=== Document text ===

Finally turning back to the history of ancient Israel, we can further empower this insight, by revealing the hidden meaning of the name of one of the most famous leaders of the Jewish people during an era prior to the establishment of a monarchy. Chronicled in the Book of Judges, the extraordinary figure of Devorah (Deborah) the prophetess personifies the ‘communicator as leader’ principle. While most understand the plain meaning of Devorah as “bee,” her name also contains the same root as debor (speech) and debar (leader). She is literally a living embodiment of the power relations bound up with speech.
Another noteworthy parallel between the film and the star cast of the Torah can be found in the summoning of Moshe (Moses) to public life. Charged with redeeming the Jewish people from slavery in Egypt, Moshe must prove himself as a leader at this time of national crisis. This task is a daunting one for him for reasons he makes clear in a desperate plea to God in Exodus (Shemot 4:10): “Please, my Lord, I am not an eloquent man, not since yesterday, nor since the day before yesterday, nor since You first spoke to Your servant, for I am heavy of speech (lit. mouth) and heavy of tongue.” From here, Rashi, the famed rabbinical commentator informs us that Moshe was a stutterer! For this greatest of all leaders, speaking came with difficulty.
Responding with encouragement as the speech therapist, God’s rejoinder to Moshe reframes the nature of the problem (4:11): “Who gave man a mouth? or who makes a person mute or deaf, or slighted or blind? Is it not I, G-d? So now, go! I shall be with your mouth, and teach you what to say.” In practice, this promise of Divinely inspired communication skills is coupled with the aid of Aharon (Aaron), Moshe’s brother who will also serve as the press secretary tasked with relating, reiterating and interpreting the prophetic messages in a manner in which they will be able to be received.

(Data excerpts)
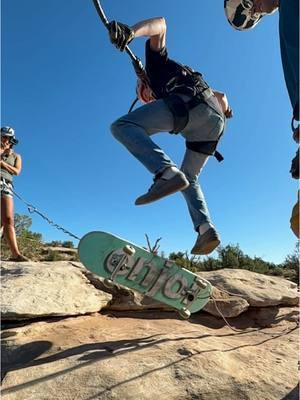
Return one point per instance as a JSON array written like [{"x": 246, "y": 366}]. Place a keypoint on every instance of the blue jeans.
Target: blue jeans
[
  {"x": 135, "y": 129},
  {"x": 289, "y": 45}
]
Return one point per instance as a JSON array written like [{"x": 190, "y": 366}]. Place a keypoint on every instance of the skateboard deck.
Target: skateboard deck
[{"x": 119, "y": 261}]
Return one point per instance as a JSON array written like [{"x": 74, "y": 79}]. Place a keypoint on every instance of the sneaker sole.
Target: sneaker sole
[{"x": 208, "y": 248}]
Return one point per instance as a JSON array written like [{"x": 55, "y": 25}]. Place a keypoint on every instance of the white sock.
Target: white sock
[
  {"x": 204, "y": 228},
  {"x": 170, "y": 172}
]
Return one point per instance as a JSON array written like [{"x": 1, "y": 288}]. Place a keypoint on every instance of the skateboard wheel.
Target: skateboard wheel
[
  {"x": 129, "y": 250},
  {"x": 108, "y": 283},
  {"x": 184, "y": 313},
  {"x": 200, "y": 283}
]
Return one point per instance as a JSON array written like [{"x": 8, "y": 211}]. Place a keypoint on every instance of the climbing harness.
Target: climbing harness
[{"x": 33, "y": 209}]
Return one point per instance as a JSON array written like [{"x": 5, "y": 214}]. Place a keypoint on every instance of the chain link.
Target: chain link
[{"x": 33, "y": 209}]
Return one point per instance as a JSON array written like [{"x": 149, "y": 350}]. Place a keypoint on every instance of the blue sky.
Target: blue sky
[{"x": 63, "y": 84}]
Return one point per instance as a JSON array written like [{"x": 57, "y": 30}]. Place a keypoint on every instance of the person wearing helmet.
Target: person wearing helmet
[
  {"x": 244, "y": 15},
  {"x": 11, "y": 164},
  {"x": 176, "y": 99}
]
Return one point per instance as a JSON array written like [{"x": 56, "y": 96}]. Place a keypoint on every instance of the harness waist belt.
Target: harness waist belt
[{"x": 206, "y": 147}]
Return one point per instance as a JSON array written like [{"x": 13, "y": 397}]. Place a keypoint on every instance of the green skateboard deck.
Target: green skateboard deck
[{"x": 119, "y": 261}]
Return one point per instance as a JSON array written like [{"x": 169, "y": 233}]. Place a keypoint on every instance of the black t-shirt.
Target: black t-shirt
[
  {"x": 160, "y": 69},
  {"x": 168, "y": 76}
]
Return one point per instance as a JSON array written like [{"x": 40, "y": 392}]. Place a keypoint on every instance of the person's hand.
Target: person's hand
[{"x": 120, "y": 34}]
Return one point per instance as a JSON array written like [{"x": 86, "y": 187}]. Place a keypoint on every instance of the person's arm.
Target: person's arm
[
  {"x": 155, "y": 28},
  {"x": 223, "y": 102},
  {"x": 16, "y": 169}
]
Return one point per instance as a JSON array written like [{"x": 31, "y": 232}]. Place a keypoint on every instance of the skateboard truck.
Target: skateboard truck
[
  {"x": 121, "y": 265},
  {"x": 190, "y": 296}
]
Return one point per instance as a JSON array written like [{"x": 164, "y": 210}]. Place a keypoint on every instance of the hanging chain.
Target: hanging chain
[{"x": 33, "y": 209}]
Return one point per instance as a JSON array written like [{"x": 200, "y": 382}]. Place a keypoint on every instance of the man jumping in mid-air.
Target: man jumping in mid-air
[{"x": 177, "y": 99}]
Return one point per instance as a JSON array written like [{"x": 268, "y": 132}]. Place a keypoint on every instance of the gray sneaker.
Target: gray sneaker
[
  {"x": 163, "y": 187},
  {"x": 206, "y": 243}
]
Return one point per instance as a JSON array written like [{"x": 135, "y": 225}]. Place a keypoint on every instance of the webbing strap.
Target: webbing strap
[{"x": 206, "y": 147}]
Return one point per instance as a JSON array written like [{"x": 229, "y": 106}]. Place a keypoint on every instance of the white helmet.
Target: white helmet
[{"x": 9, "y": 132}]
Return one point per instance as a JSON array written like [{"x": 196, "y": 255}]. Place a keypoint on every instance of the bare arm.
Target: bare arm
[
  {"x": 155, "y": 29},
  {"x": 16, "y": 169}
]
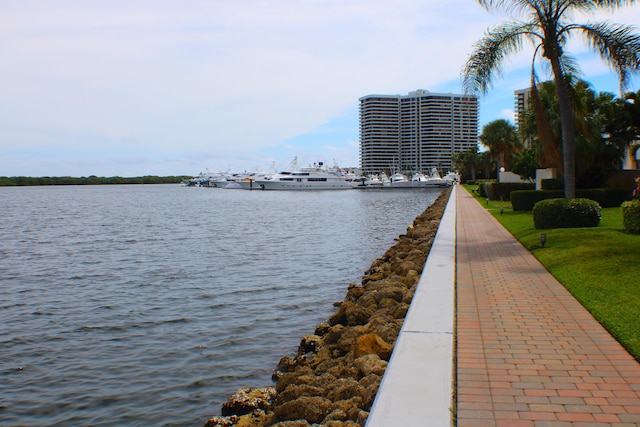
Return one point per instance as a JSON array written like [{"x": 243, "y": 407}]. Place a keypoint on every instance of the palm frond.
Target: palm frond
[
  {"x": 510, "y": 7},
  {"x": 617, "y": 45},
  {"x": 490, "y": 52}
]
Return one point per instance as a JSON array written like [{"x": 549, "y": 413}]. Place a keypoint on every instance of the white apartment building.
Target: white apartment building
[
  {"x": 521, "y": 103},
  {"x": 415, "y": 132}
]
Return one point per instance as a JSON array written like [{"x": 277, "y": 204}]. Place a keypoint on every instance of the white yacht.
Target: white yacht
[{"x": 311, "y": 178}]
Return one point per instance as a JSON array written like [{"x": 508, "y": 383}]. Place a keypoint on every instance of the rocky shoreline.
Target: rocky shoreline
[{"x": 333, "y": 379}]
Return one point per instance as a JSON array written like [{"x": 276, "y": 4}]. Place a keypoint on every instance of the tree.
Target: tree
[
  {"x": 605, "y": 131},
  {"x": 467, "y": 163},
  {"x": 501, "y": 138},
  {"x": 548, "y": 28},
  {"x": 526, "y": 165}
]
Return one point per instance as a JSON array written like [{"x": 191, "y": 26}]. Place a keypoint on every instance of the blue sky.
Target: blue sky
[{"x": 167, "y": 87}]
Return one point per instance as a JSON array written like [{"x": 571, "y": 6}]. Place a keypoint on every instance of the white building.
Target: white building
[{"x": 416, "y": 132}]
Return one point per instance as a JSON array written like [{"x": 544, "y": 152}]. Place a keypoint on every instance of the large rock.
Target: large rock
[
  {"x": 311, "y": 409},
  {"x": 372, "y": 344},
  {"x": 309, "y": 344},
  {"x": 247, "y": 400},
  {"x": 370, "y": 364}
]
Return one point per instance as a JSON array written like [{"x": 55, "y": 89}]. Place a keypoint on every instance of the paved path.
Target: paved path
[{"x": 528, "y": 353}]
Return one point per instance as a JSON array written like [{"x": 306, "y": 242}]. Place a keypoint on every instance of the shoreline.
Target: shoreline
[{"x": 334, "y": 377}]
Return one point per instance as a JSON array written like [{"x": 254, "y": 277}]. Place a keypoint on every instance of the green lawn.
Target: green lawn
[{"x": 599, "y": 266}]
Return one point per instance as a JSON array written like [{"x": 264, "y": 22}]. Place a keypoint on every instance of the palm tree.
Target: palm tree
[
  {"x": 548, "y": 27},
  {"x": 501, "y": 137}
]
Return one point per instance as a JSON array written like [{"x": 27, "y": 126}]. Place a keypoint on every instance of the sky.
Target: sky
[{"x": 178, "y": 87}]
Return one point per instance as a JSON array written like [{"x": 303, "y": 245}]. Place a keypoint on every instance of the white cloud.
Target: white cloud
[{"x": 171, "y": 87}]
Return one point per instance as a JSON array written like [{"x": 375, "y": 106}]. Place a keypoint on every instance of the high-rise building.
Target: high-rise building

=== Tasks and exercises ===
**A.** Could you reproduce word for word the section of the passage on speech and leadership in the Torah that opens with the words containing "Finally turning back" and closes with "up with speech."?
**B.** Can you condense the paragraph of the passage on speech and leadership in the Torah that begins "Finally turning back to the history of ancient Israel" into a short bulleted list that keeps its main facts?
**C.** Would you extend the passage on speech and leadership in the Torah, picking up right after its final sentence?
The items were taken from a separate source.

=== Set of answers ===
**A.**
Finally turning back to the history of ancient Israel, we can further empower this insight, by revealing the hidden meaning of the name of one of the most famous leaders of the Jewish people during an era prior to the establishment of a monarchy. Chronicled in the Book of Judges, the extraordinary figure of Devorah (Deborah) the prophetess personifies the ‘communicator as leader’ principle. While most understand the plain meaning of Devorah as “bee,” her name also contains the same root as debor (speech) and debar (leader). She is literally a living embodiment of the power relations bound up with speech.

**B.**
- The history of ancient Israel strengthens the insight by revealing the hidden meaning of the name of a famous Jewish leader from before the monarchy.
- Devorah (Deborah) the prophetess, chronicled in the Book of Judges, personifies the "communicator as leader" principle.
- Her name plainly means "bee," but it shares a root with debor (speech) and debar (leader).
- She is a living embodiment of the power relations bound up with speech.

**C.**
So much for the surface story. The real secret in all of this, according to Kabbalah, has to do with the extremely high root of the soul of Moshe. His perception of reality from such a lofty and expansive vantage point defies all conventional attempts to be expressed. Any true visionary, seeing a future that does not seem to be a possible natural outgrowth of the present reality of the people, presents unique communication problems. How does one convey the inexpressible? Without any experiential frame of reference, how can one relate a course of action to the people? Would not such a message be met with deaf ears?
Moshe knew that his task was to overcome the cognitive dissonance of the people. The stutter was literally referred to as the ‘heaviness’ of the month and tongue. The weight of the words broke the channels of everyday communication. Having something hard to say due to its extreme gravity, on account of its enormous significance, produces the disruption of the normal flow of speech. Stammering symbolizes the speaking of the language of the unsayable.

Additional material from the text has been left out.